Data listing
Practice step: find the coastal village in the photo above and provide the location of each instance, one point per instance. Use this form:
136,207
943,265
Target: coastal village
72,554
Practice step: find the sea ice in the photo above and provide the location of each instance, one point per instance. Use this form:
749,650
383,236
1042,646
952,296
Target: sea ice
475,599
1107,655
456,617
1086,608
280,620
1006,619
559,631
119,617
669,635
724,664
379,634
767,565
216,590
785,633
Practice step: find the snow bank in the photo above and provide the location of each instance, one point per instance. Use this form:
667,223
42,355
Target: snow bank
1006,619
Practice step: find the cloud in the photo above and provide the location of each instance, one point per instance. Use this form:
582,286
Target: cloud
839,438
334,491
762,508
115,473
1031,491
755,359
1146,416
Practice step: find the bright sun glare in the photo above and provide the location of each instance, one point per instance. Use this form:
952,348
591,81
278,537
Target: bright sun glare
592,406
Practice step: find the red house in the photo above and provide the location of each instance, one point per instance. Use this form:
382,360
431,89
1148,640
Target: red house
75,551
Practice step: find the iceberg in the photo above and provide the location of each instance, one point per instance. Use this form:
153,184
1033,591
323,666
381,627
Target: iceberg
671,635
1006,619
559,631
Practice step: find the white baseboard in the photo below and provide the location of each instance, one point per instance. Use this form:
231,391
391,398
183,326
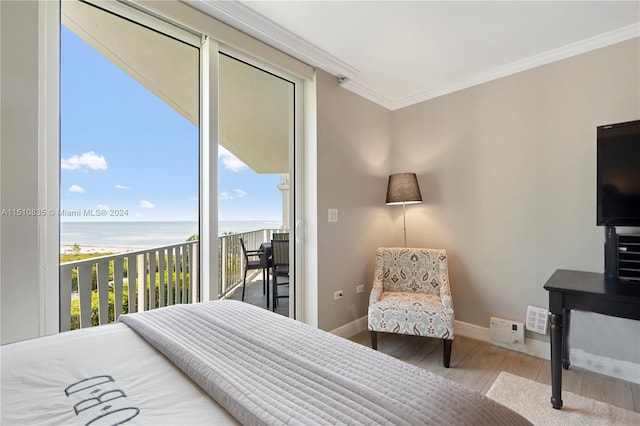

Exercise task
Rescale the data above by copying every line in order and multiplying each point coordinate listed under a "Target:" line by 0.9, rounding to whole numbers with halves going up. Keep all other lines and numbers unchanged, and leave the picture out.

Result
Practice step: find the coastal village in the photo above and provide the location of each instance, one point per instance. Use this form:
136,207
943,265
Target: coastal village
65,499
Practice step: find the sea ice in the photo above and provide the location of each instance, one point per instance. Use this form:
749,650
383,236
1042,646
952,296
Target: sea ice
428,539
996,590
410,555
977,547
252,558
905,557
503,568
107,555
602,572
652,598
341,571
690,509
194,531
707,570
Practice step: find the snow bank in the photo above and provide the location of each instance, one point per instance. Use this form:
667,223
42,355
Target: snow bank
905,557
Practice step: find the cloud in the photo above and provide the location of each instance, one point per instance. Use this form:
582,286
Target: cloud
755,394
301,442
686,457
104,426
928,442
680,323
1031,374
Practice step: find the bright sun glare in the photo above and provide the location of each instance, one point per instance. Use this form:
952,348
591,81
278,537
Target: bright sun glare
533,365
Practice step: find the red house in the photo above and provide the location of each instance, one point per instance. Use this form:
382,360
431,89
1148,640
Target: red house
68,496
Practice step: find the iceberg in the photo above and provide the location of each instance, one point per instance. Use this form:
153,184
1033,591
323,666
381,627
Target: iceberg
604,572
905,557
503,568
Practice step: find the white baseboard in the photo below and provide the location of each instance, one point per instance. Use this form:
231,391
391,398
183,326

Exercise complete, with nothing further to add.